START Given text
Similarly, two-level models (where teachers are nested within schools), like the ones described above, can be employed to determine the treatment effects on teacher outcomes.


Estimates of Effects on Teaching Practice


The key research questions here concern whether access to frequent formative assessment data and training in differentiation of instruction for teachers, as a package, improves instructional practices of teachers. Multi-level modeling is not needed for teacher level analyses. Thus, for comparisons across treatment conditions a standard regression model will be used. For comparisons within teachers a variation of a one-sample t-test will be used where teacher scores are adjusted to account for fixed school and grade effects prior to conducting the t-test.


The primary analysis of the effects of MAP on teacher practices will use indices derived from the classroom observations. The secondary analysis will rely on multiple indicators of teacher practice based on responses to surveys, plus the data from logs and from classroom observations. As indicated earlier, the validation study component for Year 1 is designed to determine how to accurately and cost-efficiently assess implementation fidelity at the teacher and student level. The emphasis of this study is on the interrelations (if any) among alternative methods for assessing implementation fidelity and relative strength of the M+Tr v. BAU contrast.


Analysis on the Effects of Intervention When Implemented With Varying Degrees of Fidelity


The final policy question pertains to the effects of the NWEA intervention when it is implemented with varying degrees of fidelity across teachers, school and students (see objective 2: Implementation Assessment, Item 2B, p. 7 above)1. The results of this analysis will provide important information about how fidelity of implementation (in both conditions) affects the outcomes of the study. Because there is no obvious statistical solution to account for the partial receipt or delivery of the intervention (or contamination of the control condition due to partial cross-overs), the results based on any analysis for this question will not be unbiased. The idea is that the fidelity measures may be related to unobserved student, teacher, and school variables and, therefore, the estimates may be biased, and should not be interpreted as casual effects.


However, using the indices of intervention fidelity (to be developed), it will be possible to examine the likely influence of incomplete MAP receipt (training and or testing) on teacher classroom practices, and in turn, on student achievement. These analyses will treat achieved fidelity as a moderator factor.


The two-level HLM model described in detail in the introduction of this section will be augmented by the inclusion of implementation fidelity indices at both levels of the model (the two-level model is described below). The models we will use to assess the effects of variation in implementation are simply expansions of the model described earlier. But unlike the covariate included in the full description of the two-level model (that is the level-1 pretest achievement score), the covariates to be included in this analysis are not independent of treatment assignment. We regard the results from this aspect of the study as non-experimental.
END Given text
Goals:
**a)** From the MAP evaluation passage, extract the section that begins at the words "Similarly, two-level models" and stops after the words "on teacher outcomes.".
**b)** According to the MAP evaluation passage, what will the primary analysis of the effects of MAP on teacher practices use?
**c)** Carry the MAP evaluation passage forward, starting after its final sentence.
The lines that come next were taken from a separate source.
START Information given
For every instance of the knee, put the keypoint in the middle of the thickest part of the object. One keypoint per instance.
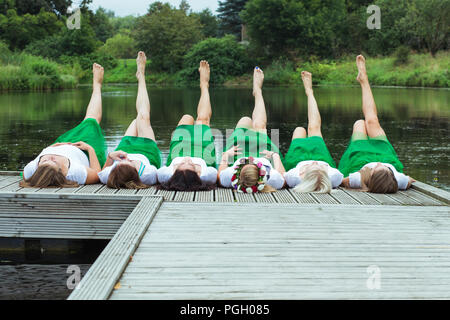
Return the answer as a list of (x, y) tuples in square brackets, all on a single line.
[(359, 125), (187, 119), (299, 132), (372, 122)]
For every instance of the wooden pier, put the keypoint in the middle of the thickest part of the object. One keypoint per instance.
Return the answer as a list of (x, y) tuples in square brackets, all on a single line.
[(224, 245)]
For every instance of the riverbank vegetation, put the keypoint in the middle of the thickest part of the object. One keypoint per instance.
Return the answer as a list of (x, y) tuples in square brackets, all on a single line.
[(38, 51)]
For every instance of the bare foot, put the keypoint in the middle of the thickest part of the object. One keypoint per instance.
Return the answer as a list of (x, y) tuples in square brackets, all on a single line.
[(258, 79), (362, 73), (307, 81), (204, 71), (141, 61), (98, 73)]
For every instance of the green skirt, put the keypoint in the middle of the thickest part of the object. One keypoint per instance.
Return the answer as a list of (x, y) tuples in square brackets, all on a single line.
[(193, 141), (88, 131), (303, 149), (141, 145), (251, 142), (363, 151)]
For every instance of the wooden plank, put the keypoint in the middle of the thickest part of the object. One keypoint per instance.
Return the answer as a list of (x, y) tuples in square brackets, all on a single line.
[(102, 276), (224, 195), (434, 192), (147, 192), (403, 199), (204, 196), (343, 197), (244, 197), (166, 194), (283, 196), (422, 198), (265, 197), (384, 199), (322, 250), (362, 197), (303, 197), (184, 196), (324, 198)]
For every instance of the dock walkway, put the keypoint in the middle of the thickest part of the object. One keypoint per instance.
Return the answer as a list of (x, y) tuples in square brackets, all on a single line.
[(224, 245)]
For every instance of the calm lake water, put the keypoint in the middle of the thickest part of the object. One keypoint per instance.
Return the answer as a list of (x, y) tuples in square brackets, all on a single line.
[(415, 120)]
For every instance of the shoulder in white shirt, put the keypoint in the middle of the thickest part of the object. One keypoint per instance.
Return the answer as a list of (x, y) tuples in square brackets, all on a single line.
END Information given
Exercise answers:
**a)**
Similarly, two-level models (where teachers are nested within schools), like the ones described above, can be employed to determine the treatment effects on teacher outcomes.

**b)** It will use indices derived from the classroom observations.

**c)**
An analysis of the effects of variability in the implementation fidelity on student achievement will be undertaken using the best combination of fidelity measures and standardized achievement tests for n=8 students per class. Sampling is being used in the fidelity study to minimize data collection burden for teachers. An objective of the Year 1 phase of the study is to examine the psychometric quality of several approaches (surveys, logs, observations) to assessing fidelity, and to examine the extent to which data from these methods converge. The sample size (n=8) will be sufficient to detect validity coefficients of 0.40 or greater. Assuming a boost in the variance accounted for at level 2, the sample size will be sufficient to assess the linkage between fidelity level and student outcomes.


There is no guidance in the literature on how to measure the fidelity with which the key component of the MAP program -- differentiated instruction – is implemented in classroom settings. As such, this project is developing and pilot testing three approaches for literacy/reading. The sampling will be done within groups of students identified as in the lower or upper quartile on state reading tests. This assumes that we will be able to locate and select classes with mixed ability levels. Data from NWEA indicates that this is possible. Within the high and low reading readiness subgroups students will be randomly selected. Student with special needs (e.g., gifted or students with IEPs) will not be included in these ability subgroup pools.


The full model to account for differences in implementation fidelity could include the following covariates:

Level-1: Students.

  1. Attendance,

  2. Teacher ratings of engagement, and

  3. Teacher ratings of student competence.

Level-2: Teachers/Classes. Indices of differentiated instruction:

  1. From the CIERA, indices of the diversity in grouping, instructional activities, foci, materials, style, expected response;

  2. From Logs, indices of diversity in content coverage, difficulty of instruct; and

  3. From Surveys, self-reported indices of professional development, instructional strategies, knowledge of data use, knowledge of differentiated instructional strategies, topical coverage.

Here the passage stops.